# Supplied records start
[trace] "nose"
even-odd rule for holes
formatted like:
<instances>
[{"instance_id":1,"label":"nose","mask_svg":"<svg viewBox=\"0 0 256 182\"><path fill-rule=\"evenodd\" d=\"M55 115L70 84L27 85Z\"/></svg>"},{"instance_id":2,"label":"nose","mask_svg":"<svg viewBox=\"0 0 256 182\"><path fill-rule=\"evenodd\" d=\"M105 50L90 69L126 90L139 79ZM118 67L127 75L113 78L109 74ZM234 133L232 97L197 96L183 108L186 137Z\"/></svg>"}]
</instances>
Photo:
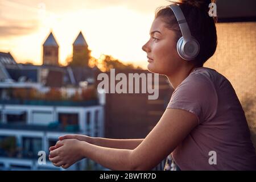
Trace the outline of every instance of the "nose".
<instances>
[{"instance_id":1,"label":"nose","mask_svg":"<svg viewBox=\"0 0 256 182\"><path fill-rule=\"evenodd\" d=\"M142 46L142 50L143 50L146 52L150 52L150 49L149 49L148 46L147 45L148 43L148 42L147 42L143 46Z\"/></svg>"}]
</instances>

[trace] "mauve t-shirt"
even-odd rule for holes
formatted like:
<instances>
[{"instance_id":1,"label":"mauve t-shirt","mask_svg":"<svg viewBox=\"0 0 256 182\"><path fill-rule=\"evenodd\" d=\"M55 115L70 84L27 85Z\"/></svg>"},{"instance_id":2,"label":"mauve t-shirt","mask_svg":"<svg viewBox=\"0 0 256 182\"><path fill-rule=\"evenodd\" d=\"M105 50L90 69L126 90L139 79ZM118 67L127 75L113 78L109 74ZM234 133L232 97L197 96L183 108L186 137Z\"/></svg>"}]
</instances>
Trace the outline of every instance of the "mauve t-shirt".
<instances>
[{"instance_id":1,"label":"mauve t-shirt","mask_svg":"<svg viewBox=\"0 0 256 182\"><path fill-rule=\"evenodd\" d=\"M171 154L181 170L256 170L243 110L224 76L196 68L174 90L167 108L185 110L198 118Z\"/></svg>"}]
</instances>

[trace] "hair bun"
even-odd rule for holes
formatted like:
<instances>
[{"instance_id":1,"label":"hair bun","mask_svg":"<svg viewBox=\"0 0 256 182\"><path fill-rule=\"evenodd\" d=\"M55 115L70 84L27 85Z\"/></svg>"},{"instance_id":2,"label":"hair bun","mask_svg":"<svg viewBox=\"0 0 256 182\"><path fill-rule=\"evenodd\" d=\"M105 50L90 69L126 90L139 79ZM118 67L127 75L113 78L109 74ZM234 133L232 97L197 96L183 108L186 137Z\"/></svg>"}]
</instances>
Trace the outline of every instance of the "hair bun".
<instances>
[{"instance_id":1,"label":"hair bun","mask_svg":"<svg viewBox=\"0 0 256 182\"><path fill-rule=\"evenodd\" d=\"M209 9L209 5L216 1L211 0L181 0L181 4L185 4L199 9Z\"/></svg>"}]
</instances>

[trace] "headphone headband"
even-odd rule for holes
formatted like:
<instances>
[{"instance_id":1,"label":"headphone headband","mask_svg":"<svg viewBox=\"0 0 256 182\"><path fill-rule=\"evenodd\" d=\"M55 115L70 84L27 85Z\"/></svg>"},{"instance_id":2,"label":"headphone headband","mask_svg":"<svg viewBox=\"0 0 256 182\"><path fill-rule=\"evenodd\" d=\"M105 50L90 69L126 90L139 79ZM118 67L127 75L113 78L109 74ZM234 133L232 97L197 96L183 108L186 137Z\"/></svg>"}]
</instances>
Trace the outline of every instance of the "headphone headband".
<instances>
[{"instance_id":1,"label":"headphone headband","mask_svg":"<svg viewBox=\"0 0 256 182\"><path fill-rule=\"evenodd\" d=\"M186 19L182 13L181 9L176 4L171 5L170 7L172 10L175 15L177 21L180 26L180 31L181 31L182 36L185 41L189 40L191 38L191 34L190 32L189 28L187 23Z\"/></svg>"}]
</instances>

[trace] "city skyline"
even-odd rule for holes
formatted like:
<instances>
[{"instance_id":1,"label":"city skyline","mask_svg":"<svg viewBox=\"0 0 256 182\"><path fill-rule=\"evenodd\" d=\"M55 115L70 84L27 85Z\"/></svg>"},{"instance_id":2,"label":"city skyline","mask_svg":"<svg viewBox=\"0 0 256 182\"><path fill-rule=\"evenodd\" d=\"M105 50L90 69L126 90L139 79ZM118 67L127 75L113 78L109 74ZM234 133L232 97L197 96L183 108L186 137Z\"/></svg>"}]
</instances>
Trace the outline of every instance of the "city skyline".
<instances>
[{"instance_id":1,"label":"city skyline","mask_svg":"<svg viewBox=\"0 0 256 182\"><path fill-rule=\"evenodd\" d=\"M81 31L95 58L109 55L146 68L146 55L141 47L149 38L155 9L164 3L76 0L60 5L47 0L2 0L0 51L10 52L18 63L40 65L42 45L52 32L60 46L59 63L66 65Z\"/></svg>"}]
</instances>

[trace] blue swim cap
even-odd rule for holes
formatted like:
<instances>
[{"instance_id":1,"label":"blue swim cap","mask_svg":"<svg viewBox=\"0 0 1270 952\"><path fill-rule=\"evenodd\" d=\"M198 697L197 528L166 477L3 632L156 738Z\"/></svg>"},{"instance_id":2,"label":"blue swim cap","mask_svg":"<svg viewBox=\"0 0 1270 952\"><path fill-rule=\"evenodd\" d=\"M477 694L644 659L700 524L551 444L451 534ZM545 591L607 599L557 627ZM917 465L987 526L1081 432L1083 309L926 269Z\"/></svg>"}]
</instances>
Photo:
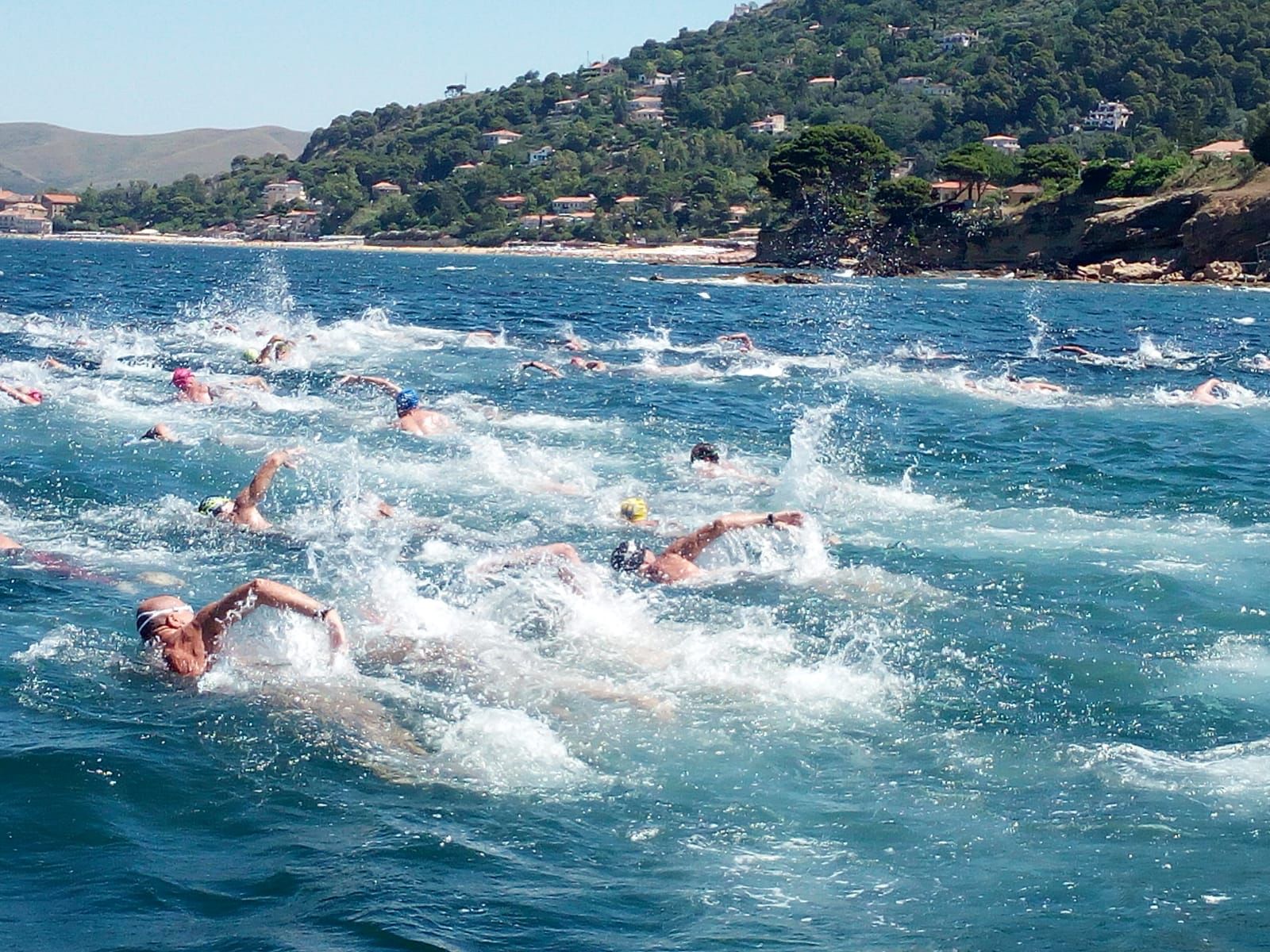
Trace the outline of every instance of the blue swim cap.
<instances>
[{"instance_id":1,"label":"blue swim cap","mask_svg":"<svg viewBox=\"0 0 1270 952\"><path fill-rule=\"evenodd\" d=\"M408 414L419 405L419 391L406 387L396 399L398 414Z\"/></svg>"}]
</instances>

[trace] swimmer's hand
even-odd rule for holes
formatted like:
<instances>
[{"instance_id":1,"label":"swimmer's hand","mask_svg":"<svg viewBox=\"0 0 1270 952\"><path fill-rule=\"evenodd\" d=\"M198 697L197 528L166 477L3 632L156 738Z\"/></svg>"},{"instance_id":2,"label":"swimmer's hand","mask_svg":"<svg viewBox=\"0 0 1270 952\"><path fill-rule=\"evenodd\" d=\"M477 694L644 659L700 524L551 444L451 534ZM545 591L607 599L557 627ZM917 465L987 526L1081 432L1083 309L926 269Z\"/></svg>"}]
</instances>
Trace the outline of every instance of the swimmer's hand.
<instances>
[{"instance_id":1,"label":"swimmer's hand","mask_svg":"<svg viewBox=\"0 0 1270 952\"><path fill-rule=\"evenodd\" d=\"M801 526L804 517L796 509L786 509L784 513L772 513L767 518L773 529L784 529L786 527Z\"/></svg>"},{"instance_id":2,"label":"swimmer's hand","mask_svg":"<svg viewBox=\"0 0 1270 952\"><path fill-rule=\"evenodd\" d=\"M296 463L305 457L304 447L290 447L287 449L274 449L269 453L269 459L283 470L295 470Z\"/></svg>"},{"instance_id":3,"label":"swimmer's hand","mask_svg":"<svg viewBox=\"0 0 1270 952\"><path fill-rule=\"evenodd\" d=\"M348 650L348 635L344 632L344 622L339 617L339 609L328 608L325 621L331 652L344 654Z\"/></svg>"}]
</instances>

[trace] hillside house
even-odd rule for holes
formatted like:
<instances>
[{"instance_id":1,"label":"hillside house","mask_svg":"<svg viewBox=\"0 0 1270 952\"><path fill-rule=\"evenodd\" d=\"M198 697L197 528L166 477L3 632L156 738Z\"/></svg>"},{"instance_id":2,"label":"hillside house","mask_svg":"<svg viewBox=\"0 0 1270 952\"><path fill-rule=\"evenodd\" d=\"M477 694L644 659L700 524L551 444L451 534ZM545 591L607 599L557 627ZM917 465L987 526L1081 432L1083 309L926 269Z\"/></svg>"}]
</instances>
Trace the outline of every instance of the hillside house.
<instances>
[{"instance_id":1,"label":"hillside house","mask_svg":"<svg viewBox=\"0 0 1270 952\"><path fill-rule=\"evenodd\" d=\"M749 123L749 128L766 136L780 136L785 132L785 113L772 113L758 122Z\"/></svg>"},{"instance_id":2,"label":"hillside house","mask_svg":"<svg viewBox=\"0 0 1270 952\"><path fill-rule=\"evenodd\" d=\"M1114 103L1104 99L1096 107L1090 109L1081 124L1087 129L1119 132L1129 124L1129 118L1132 116L1133 109L1124 103Z\"/></svg>"},{"instance_id":3,"label":"hillside house","mask_svg":"<svg viewBox=\"0 0 1270 952\"><path fill-rule=\"evenodd\" d=\"M50 217L70 215L71 208L79 204L79 195L69 192L46 192L39 197L39 203L48 211Z\"/></svg>"},{"instance_id":4,"label":"hillside house","mask_svg":"<svg viewBox=\"0 0 1270 952\"><path fill-rule=\"evenodd\" d=\"M522 215L521 227L536 230L550 228L558 221L560 221L560 216L558 215Z\"/></svg>"},{"instance_id":5,"label":"hillside house","mask_svg":"<svg viewBox=\"0 0 1270 952\"><path fill-rule=\"evenodd\" d=\"M942 37L940 37L940 50L942 50L945 53L951 53L956 50L969 50L978 42L979 42L979 30L959 29L954 33L946 33Z\"/></svg>"},{"instance_id":6,"label":"hillside house","mask_svg":"<svg viewBox=\"0 0 1270 952\"><path fill-rule=\"evenodd\" d=\"M988 149L996 149L998 152L1006 152L1007 155L1012 155L1022 149L1022 146L1019 145L1019 136L984 136L983 145L988 146Z\"/></svg>"},{"instance_id":7,"label":"hillside house","mask_svg":"<svg viewBox=\"0 0 1270 952\"><path fill-rule=\"evenodd\" d=\"M1251 155L1251 152L1242 138L1219 138L1217 142L1193 149L1191 155L1196 159L1218 159L1228 162L1237 155Z\"/></svg>"},{"instance_id":8,"label":"hillside house","mask_svg":"<svg viewBox=\"0 0 1270 952\"><path fill-rule=\"evenodd\" d=\"M626 113L626 118L631 122L658 124L665 122L665 110L658 109L635 109L634 112Z\"/></svg>"},{"instance_id":9,"label":"hillside house","mask_svg":"<svg viewBox=\"0 0 1270 952\"><path fill-rule=\"evenodd\" d=\"M640 109L660 109L662 96L631 96L626 100L626 112L634 113Z\"/></svg>"},{"instance_id":10,"label":"hillside house","mask_svg":"<svg viewBox=\"0 0 1270 952\"><path fill-rule=\"evenodd\" d=\"M318 212L260 215L243 227L243 237L248 241L315 241L320 234L321 216Z\"/></svg>"},{"instance_id":11,"label":"hillside house","mask_svg":"<svg viewBox=\"0 0 1270 952\"><path fill-rule=\"evenodd\" d=\"M525 136L519 132L512 132L511 129L494 129L493 132L483 132L480 135L480 147L485 151L490 149L498 149L499 146L509 146L513 142L519 142Z\"/></svg>"},{"instance_id":12,"label":"hillside house","mask_svg":"<svg viewBox=\"0 0 1270 952\"><path fill-rule=\"evenodd\" d=\"M1022 204L1039 197L1044 189L1040 185L1011 185L1005 190L1006 202L1010 204Z\"/></svg>"},{"instance_id":13,"label":"hillside house","mask_svg":"<svg viewBox=\"0 0 1270 952\"><path fill-rule=\"evenodd\" d=\"M551 199L551 211L556 215L575 215L589 212L596 207L594 195L560 195Z\"/></svg>"},{"instance_id":14,"label":"hillside house","mask_svg":"<svg viewBox=\"0 0 1270 952\"><path fill-rule=\"evenodd\" d=\"M277 204L290 204L291 202L307 202L305 184L297 179L286 182L271 182L264 187L264 207L273 208Z\"/></svg>"},{"instance_id":15,"label":"hillside house","mask_svg":"<svg viewBox=\"0 0 1270 952\"><path fill-rule=\"evenodd\" d=\"M30 202L14 202L0 211L0 231L10 235L52 235L53 222L39 206L32 211Z\"/></svg>"}]
</instances>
# Supplied records end
**Task goal:** Report every line in the records above that contains the word "outline", copying each one in full.

**Answer to this exercise:**
Trace the outline of every instance of the "nose".
Trace the outline of every instance of the "mauve t-shirt".
Trace the outline of every instance of the "hair bun".
Trace the outline of every instance of the "headphone headband".
Trace the outline of every instance of the "city skyline".
Trace the outline of every instance of the blue swim cap.
Trace the outline of every instance of the swimmer's hand.
Trace the outline of every instance of the hillside house.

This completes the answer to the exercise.